_Task requirements:_ Where a line of the data holds the word "sedan", copy that line.

══ Information provided

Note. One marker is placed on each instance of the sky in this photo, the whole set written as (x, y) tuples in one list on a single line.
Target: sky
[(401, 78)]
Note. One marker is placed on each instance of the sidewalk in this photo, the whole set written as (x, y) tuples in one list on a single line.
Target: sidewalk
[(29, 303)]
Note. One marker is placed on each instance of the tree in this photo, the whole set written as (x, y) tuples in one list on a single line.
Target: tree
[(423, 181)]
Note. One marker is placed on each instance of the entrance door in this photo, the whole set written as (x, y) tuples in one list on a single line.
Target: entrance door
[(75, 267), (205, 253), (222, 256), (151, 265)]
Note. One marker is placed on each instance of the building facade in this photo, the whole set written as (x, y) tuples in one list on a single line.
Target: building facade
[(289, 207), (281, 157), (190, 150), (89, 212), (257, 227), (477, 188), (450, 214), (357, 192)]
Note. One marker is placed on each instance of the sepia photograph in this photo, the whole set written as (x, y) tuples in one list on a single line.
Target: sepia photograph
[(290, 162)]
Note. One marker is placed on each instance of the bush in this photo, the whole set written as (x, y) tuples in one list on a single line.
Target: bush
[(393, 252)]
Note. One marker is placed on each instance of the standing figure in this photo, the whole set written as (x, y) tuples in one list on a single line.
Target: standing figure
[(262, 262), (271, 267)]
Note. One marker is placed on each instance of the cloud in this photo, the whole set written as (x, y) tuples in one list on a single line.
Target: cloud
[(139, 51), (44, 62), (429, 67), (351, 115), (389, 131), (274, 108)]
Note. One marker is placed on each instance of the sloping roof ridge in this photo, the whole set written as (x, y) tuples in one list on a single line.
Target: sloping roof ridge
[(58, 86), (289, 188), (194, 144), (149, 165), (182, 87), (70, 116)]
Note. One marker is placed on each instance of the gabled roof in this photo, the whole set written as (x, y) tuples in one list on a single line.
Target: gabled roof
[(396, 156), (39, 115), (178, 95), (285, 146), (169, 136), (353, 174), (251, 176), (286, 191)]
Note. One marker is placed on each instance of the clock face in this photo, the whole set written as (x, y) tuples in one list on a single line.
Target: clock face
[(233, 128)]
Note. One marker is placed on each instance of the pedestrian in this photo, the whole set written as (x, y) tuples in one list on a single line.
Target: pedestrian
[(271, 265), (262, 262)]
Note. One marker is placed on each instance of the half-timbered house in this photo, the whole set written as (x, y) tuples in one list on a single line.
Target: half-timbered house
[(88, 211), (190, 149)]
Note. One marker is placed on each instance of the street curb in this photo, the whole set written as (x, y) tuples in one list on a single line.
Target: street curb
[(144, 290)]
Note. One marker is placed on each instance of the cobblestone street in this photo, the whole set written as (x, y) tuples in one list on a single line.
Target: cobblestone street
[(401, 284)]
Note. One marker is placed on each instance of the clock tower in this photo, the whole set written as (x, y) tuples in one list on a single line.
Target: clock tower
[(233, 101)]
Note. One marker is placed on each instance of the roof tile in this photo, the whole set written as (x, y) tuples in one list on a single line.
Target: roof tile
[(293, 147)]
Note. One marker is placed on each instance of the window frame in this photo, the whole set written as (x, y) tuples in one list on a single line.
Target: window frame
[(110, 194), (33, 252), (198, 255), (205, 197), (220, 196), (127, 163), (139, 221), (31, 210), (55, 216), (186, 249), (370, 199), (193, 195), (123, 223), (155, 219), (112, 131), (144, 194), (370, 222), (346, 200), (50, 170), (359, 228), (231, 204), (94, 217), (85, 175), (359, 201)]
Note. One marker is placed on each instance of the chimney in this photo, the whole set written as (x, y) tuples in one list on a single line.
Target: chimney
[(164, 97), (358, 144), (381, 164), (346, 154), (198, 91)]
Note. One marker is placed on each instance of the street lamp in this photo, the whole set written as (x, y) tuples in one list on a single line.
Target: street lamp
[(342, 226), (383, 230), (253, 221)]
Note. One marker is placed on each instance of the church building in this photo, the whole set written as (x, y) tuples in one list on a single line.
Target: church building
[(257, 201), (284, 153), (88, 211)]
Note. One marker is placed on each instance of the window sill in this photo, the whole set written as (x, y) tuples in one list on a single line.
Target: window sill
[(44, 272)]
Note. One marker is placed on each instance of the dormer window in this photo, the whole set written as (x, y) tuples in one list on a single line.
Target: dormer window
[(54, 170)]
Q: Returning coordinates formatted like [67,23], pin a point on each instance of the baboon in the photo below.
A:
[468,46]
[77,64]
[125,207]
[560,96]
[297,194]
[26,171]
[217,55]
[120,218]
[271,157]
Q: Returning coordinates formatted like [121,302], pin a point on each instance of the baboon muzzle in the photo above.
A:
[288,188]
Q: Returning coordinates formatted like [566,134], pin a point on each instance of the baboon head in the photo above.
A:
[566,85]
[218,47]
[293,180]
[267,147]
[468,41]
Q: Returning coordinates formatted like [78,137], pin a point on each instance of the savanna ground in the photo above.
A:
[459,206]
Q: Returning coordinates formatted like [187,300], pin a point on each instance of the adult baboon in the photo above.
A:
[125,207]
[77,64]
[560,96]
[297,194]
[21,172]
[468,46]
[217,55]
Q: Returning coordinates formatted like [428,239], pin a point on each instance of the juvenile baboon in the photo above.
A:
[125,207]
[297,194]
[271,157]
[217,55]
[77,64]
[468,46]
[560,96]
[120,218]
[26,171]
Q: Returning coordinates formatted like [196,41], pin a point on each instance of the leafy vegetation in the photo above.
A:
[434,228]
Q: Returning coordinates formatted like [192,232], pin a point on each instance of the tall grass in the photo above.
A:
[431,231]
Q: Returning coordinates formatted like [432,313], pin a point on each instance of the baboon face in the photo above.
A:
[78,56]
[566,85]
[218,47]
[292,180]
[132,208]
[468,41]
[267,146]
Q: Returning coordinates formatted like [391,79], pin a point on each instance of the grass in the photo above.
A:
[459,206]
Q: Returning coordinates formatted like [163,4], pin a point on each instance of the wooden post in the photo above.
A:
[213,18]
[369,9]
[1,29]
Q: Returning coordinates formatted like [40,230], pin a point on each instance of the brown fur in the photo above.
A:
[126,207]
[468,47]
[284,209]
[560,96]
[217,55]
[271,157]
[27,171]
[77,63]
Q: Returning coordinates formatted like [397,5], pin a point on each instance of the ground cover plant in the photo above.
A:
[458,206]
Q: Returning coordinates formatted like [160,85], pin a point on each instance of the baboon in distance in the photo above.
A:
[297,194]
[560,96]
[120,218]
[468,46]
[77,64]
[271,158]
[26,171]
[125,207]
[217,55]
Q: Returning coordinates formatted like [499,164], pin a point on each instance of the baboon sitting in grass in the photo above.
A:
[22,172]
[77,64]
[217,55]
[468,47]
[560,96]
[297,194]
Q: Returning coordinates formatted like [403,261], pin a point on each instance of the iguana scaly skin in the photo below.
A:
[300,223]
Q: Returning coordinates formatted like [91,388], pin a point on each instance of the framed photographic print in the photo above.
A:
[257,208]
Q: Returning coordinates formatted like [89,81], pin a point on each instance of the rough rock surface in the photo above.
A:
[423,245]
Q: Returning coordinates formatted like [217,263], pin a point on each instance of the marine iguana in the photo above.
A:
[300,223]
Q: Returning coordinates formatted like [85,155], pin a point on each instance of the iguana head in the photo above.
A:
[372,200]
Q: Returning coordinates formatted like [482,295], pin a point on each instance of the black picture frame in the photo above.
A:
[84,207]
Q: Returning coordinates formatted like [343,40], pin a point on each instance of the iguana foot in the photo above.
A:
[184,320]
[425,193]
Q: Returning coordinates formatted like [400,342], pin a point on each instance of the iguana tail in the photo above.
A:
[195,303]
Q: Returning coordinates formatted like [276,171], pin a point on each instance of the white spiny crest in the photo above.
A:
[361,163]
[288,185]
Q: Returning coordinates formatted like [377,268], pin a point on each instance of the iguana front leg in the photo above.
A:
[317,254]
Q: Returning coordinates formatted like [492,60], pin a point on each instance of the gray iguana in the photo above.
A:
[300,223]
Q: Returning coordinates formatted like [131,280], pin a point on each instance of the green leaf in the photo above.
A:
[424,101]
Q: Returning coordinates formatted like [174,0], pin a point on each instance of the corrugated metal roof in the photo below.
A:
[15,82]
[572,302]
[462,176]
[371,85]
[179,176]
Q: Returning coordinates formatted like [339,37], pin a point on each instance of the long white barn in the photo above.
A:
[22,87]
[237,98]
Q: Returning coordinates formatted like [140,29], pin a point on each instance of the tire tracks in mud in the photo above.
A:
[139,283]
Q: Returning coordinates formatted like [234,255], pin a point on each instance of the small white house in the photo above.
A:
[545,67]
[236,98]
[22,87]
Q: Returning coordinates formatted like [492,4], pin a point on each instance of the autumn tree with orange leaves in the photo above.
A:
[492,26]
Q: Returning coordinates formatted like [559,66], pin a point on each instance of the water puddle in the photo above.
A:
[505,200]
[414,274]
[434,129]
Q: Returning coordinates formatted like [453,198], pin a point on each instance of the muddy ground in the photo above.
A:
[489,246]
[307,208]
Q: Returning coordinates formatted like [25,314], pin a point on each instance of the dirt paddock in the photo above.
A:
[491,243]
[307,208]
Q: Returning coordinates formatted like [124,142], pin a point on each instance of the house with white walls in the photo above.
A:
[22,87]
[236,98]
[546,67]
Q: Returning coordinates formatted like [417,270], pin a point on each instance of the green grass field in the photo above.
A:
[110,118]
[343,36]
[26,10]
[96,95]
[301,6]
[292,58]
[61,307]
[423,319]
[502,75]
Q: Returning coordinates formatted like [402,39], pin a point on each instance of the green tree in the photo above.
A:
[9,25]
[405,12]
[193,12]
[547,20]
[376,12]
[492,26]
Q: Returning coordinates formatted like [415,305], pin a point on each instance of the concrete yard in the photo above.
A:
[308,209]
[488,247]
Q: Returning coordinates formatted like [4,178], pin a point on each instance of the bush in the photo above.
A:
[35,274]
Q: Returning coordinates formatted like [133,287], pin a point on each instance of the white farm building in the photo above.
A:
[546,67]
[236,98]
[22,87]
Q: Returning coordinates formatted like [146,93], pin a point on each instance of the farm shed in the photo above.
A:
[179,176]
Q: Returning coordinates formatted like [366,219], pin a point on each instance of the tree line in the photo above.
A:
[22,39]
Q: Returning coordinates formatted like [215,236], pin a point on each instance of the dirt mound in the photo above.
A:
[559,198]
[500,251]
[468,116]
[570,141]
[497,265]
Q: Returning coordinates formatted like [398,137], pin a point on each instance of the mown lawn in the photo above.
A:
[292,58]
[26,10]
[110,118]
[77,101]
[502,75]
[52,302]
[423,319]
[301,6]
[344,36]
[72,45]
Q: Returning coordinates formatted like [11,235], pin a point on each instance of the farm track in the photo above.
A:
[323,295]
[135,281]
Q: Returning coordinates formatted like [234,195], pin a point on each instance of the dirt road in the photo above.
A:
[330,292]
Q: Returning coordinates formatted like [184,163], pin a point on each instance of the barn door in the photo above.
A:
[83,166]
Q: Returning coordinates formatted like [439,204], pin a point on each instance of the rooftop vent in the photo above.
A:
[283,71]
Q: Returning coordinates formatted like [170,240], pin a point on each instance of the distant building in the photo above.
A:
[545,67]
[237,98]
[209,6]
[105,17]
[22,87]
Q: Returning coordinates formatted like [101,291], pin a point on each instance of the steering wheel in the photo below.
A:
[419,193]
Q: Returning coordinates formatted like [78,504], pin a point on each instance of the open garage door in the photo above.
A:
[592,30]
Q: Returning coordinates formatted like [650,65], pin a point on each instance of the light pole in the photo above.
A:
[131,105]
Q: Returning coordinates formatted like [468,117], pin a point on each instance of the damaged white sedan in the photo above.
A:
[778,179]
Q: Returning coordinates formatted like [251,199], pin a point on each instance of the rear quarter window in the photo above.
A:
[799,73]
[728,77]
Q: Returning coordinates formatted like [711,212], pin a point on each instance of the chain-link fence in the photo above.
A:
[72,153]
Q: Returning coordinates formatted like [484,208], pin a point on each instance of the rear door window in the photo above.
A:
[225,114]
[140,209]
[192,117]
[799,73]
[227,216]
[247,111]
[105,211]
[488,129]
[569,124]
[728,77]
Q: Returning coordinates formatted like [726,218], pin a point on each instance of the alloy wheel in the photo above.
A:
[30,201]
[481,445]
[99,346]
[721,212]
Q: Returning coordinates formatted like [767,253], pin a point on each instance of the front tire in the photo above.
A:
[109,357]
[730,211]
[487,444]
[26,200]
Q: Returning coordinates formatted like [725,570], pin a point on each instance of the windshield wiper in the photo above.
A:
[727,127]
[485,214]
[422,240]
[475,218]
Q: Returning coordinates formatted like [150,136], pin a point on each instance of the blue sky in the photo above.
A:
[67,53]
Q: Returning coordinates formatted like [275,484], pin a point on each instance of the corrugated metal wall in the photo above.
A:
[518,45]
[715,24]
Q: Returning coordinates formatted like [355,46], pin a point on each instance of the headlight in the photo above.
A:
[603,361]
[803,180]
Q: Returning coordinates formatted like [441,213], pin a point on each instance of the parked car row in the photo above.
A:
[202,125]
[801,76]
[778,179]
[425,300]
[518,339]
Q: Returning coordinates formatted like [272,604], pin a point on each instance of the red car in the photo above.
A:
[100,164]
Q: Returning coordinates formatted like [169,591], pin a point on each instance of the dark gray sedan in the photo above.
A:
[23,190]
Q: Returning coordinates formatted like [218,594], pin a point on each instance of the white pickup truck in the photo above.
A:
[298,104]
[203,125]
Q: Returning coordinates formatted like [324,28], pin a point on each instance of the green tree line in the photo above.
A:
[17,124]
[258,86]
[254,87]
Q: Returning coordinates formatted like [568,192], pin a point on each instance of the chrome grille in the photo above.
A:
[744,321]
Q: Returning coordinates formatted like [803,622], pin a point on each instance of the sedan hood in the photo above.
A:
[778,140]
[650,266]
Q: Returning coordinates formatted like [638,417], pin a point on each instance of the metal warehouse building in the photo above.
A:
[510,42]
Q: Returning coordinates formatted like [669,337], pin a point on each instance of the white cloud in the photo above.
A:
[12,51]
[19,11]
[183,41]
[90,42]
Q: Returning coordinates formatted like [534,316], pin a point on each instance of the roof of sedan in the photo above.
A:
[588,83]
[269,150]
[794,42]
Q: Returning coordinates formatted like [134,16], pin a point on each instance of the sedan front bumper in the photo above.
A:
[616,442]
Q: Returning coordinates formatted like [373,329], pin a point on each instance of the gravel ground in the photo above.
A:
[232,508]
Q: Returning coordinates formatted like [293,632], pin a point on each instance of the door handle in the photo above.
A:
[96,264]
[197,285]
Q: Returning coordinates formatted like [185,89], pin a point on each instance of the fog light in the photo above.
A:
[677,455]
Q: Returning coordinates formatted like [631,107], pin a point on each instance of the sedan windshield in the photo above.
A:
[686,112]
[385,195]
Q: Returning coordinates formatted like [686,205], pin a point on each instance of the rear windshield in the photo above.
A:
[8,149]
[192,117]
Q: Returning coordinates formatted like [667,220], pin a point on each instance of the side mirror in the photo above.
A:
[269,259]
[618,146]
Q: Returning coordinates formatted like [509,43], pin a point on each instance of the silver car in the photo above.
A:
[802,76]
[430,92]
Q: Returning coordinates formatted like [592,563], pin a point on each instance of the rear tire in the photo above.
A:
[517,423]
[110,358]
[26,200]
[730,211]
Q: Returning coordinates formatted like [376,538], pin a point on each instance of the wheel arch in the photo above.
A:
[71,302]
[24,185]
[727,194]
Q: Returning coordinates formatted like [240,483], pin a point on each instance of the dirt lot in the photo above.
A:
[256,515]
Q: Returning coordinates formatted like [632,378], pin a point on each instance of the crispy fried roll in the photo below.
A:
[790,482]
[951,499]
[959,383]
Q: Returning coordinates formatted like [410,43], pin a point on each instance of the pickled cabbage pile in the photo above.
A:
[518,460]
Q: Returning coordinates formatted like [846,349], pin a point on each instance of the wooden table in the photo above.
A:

════

_Output of the exercise:_
Q: Returning coordinates formatted like [468,117], pin a point on each instance of the damaged white sedan in the photo above.
Q: Returning coordinates formatted like [169,591], pin a point on each instance of the dark gray sedan in the photo above.
Q: Returning coordinates formatted like [803,622], pin a point on each instance of the sedan hood in the photo above.
Q: Returning coordinates formatted like [534,316], pin a point on each instance of the roof of sedan in the photo above.
Q: Returning coordinates formatted like [134,16], pin a point on each instance of the sedan front bumper in the photo above.
Q: Returning coordinates formatted like [631,107], pin a point on each instance of the sedan windshield in the photo above.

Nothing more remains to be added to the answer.